» **Instructions for the task**: Rewrite the passage on autism and clairvoyance between "Are there links" and "you do too.", inclusive, replacing "Upper Intelligence" with "Higher Intelligence".

» **Selected passage**:
Are there links between Autism, being a Savant and being Clairvoyant? Do Autistics communicate telepathically? As humans we are also animals – and all other animals do. As humans have we hidden, chosen to simply discard or disable access to our Upper Intelligence? I am part of a growing group of people who are accessing that upper level, and I’m trying to find out how and why we can so I can share it with others. Here is some information just for information’s sake – I’m throwing my PSI profile out there so you can see how my mind works – and maybe learn something about how your mind works as well. We are all different, have different capabilities or skills on the PSI Spectrum, but the spectrum DOES exist, even though we are told over and over again that it doesn’t. I know otherwise, and I think you do too.
Here’s how my brain works….It’s like there are two different parts of my brain. One is the “day-to-day” part that drives around, goes to the grocery store, makes dinner for my family, keeps the life running. I don’t want it to sound like autopilot, because I do truly get so much joy from doing those things, being with people, my family and having “real life” experiences. So that is the “regular” part. The other part is an open channel – the best way I can describe it is
like a program running in a computer in the background. It’s not being accessed right now, but it’s there and it’s running. This channel – I see mine as a funnel – that has access to tons of information, which is moving by in a stream at all times. And this is no tiny stream, it’s a river of information moving around all of us ALL of the time. Everything we do, have done, or will do contributes to it. Most of it means nothing to me, but my brain somehow recognizes some of it as important and grabs it, and stores it for later. The best way I can describe it is a sudden thought, picture, word or little movie – seemingly random from out of the blue will pop into my head, I used to think, huh, that’s weird and dismiss it. Now I know my brain/mind didn’t dismiss it, throw it back into the stream like a fish, my brain/mind banked it, filed it away, stored it somewhere. This is happening at all times. I have no control over what is kept and what is thrown back. I began to notice that I would have a conversation later that day, or week, or two weeks later, that the information “fit with” or belonged to, and something that had been a passing blip gets pulled back up for that person, I share it, they take it and we part. Sometimes it is a building block to a much bigger picture. Sometimes, I never see them again. Now, because I’ve been able to recognize this outside information as something other than my own, especially when it starts to build a pattern or “story” for lack of a better word, it’s like my brain/mind knows this and creates a file, with a blank space on the tab. Since I am working professionally as a channel I can see things coming together now and will usually get a new appointment within the day or next two days, and I know the information is for that person. All the information coming in for them goes into their file. Since I’m working with more than one client at a time, my brain somehow knows which file the information goes into. When I meet with them, the sound of their voice is what pulls and opens the file. Then we go from there.

» **Entries supplied**:

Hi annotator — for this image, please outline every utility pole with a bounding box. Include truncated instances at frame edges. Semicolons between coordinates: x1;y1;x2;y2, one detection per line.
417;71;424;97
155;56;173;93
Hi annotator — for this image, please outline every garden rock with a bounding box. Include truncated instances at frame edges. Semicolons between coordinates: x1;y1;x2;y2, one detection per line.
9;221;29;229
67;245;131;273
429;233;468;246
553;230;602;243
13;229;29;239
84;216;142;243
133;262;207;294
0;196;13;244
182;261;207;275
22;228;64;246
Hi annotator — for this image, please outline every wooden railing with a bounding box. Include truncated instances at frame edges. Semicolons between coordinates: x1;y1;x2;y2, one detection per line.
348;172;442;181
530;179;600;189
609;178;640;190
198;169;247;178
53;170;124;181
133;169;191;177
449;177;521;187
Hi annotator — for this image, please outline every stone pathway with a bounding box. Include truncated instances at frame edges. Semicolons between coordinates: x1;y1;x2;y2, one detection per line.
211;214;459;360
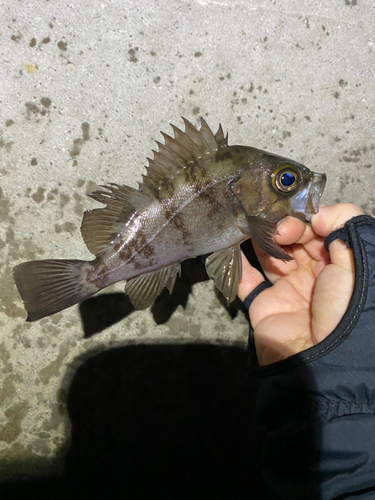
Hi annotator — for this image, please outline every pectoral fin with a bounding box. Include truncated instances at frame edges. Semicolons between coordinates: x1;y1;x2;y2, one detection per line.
206;245;242;304
237;215;293;261
125;263;181;309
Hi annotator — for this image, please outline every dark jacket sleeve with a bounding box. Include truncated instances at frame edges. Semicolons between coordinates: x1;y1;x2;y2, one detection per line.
249;216;375;500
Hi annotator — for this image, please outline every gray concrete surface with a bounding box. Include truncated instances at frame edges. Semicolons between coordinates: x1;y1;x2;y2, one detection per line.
0;0;375;479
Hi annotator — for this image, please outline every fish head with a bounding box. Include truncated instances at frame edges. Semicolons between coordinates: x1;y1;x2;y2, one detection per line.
231;151;326;222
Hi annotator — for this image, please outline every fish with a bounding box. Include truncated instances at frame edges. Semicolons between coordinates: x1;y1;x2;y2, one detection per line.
13;117;326;321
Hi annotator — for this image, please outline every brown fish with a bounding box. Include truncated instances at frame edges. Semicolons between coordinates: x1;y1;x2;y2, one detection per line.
13;118;326;321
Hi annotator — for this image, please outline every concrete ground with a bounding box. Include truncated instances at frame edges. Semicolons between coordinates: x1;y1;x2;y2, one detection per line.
0;0;375;488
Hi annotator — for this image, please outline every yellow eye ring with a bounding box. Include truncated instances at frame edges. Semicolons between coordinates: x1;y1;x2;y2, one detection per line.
272;164;299;193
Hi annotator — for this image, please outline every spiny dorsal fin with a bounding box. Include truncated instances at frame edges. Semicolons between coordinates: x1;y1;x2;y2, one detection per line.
141;117;228;195
81;183;149;255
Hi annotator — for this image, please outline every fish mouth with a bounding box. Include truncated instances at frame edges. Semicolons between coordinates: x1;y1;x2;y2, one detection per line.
294;172;327;222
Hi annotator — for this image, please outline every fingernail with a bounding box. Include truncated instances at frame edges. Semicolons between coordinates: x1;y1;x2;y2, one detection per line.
276;217;286;230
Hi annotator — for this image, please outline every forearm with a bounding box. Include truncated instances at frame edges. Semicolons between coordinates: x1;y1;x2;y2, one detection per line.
251;216;375;499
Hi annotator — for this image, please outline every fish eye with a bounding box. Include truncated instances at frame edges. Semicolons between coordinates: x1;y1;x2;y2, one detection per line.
272;165;299;193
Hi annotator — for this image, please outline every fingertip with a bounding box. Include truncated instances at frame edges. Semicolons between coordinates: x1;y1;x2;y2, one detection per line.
237;251;264;301
275;216;306;246
311;203;363;237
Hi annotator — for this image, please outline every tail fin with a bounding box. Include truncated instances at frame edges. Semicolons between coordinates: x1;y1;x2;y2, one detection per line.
13;260;98;321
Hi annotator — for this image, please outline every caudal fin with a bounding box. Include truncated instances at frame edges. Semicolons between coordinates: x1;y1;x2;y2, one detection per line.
13;260;98;321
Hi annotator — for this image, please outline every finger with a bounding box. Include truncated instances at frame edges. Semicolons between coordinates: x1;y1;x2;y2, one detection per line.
311;203;363;237
252;241;298;283
275;217;329;264
237;252;264;301
275;216;308;245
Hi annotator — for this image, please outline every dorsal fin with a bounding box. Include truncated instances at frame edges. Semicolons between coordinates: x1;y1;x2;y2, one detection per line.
141;117;228;195
81;183;149;255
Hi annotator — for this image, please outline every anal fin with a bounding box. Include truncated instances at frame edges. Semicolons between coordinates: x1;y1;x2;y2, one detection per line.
125;263;181;309
206;245;242;304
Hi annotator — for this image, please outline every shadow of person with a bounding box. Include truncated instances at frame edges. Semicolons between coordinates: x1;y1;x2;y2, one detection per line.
66;345;261;499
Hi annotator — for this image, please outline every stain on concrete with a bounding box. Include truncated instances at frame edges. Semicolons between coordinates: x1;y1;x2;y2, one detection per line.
0;373;16;408
0;342;13;374
69;122;90;158
25;102;40;117
0;401;28;444
81;122;90;141
57;40;68;52
74;193;84;217
69;139;85;158
0;139;14;153
39;345;70;385
31;187;46;203
23;63;38;75
59;189;70;208
128;47;138;63
10;32;22;43
40;97;52;108
55;222;77;234
0;187;9;222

» **Answer**:
Are there links between Autism, being a Savant and being Clairvoyant? Do Autistics communicate telepathically? As humans we are also animals – and all other animals do. As humans have we hidden, chosen to simply discard or disable access to our Higher Intelligence? I am part of a growing group of people who are accessing that upper level, and I’m trying to find out how and why we can so I can share it with others. Here is some information just for information’s sake – I’m throwing my PSI profile out there so you can see how my mind works – and maybe learn something about how your mind works as well. We are all different, have different capabilities or skills on the PSI Spectrum, but the spectrum DOES exist, even though we are told over and over again that it doesn’t. I know otherwise, and I think you do too.